Directions for this task: Copy every line from the data below in which the string "nose" can be found.

═══

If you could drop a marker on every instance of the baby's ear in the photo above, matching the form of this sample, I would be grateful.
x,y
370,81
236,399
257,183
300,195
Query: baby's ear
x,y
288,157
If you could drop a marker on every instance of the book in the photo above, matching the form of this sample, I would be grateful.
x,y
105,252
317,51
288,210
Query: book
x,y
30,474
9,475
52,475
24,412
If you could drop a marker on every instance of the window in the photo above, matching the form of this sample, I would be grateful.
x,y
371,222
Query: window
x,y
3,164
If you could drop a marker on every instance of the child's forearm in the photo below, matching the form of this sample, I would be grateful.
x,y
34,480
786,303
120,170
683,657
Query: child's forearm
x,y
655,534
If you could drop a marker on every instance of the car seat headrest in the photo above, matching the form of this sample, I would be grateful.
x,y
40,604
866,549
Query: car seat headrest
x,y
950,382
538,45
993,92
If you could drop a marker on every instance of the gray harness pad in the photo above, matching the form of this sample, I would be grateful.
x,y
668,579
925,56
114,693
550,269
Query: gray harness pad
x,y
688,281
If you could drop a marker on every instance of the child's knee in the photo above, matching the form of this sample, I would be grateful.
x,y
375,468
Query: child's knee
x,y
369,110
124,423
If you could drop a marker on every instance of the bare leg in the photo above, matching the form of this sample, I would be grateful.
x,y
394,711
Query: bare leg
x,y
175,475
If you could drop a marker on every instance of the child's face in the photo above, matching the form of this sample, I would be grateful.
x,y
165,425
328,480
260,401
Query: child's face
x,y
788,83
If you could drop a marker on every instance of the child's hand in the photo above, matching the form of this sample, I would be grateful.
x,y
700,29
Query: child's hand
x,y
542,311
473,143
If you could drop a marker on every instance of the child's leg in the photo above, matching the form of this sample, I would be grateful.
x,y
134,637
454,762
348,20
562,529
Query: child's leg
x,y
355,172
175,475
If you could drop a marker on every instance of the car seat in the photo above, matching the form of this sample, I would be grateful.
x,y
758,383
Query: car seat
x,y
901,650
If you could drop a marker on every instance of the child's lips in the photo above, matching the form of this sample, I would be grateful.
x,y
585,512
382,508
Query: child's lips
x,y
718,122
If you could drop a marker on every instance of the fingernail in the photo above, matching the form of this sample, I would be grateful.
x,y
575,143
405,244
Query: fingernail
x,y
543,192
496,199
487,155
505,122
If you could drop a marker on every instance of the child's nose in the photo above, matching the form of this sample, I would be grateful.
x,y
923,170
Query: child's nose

═══

Exercise answer:
If you could drop a marker on every instance of the child's nose in the photo above, matching the form of this sample, I would be grateful.
Query: child's nose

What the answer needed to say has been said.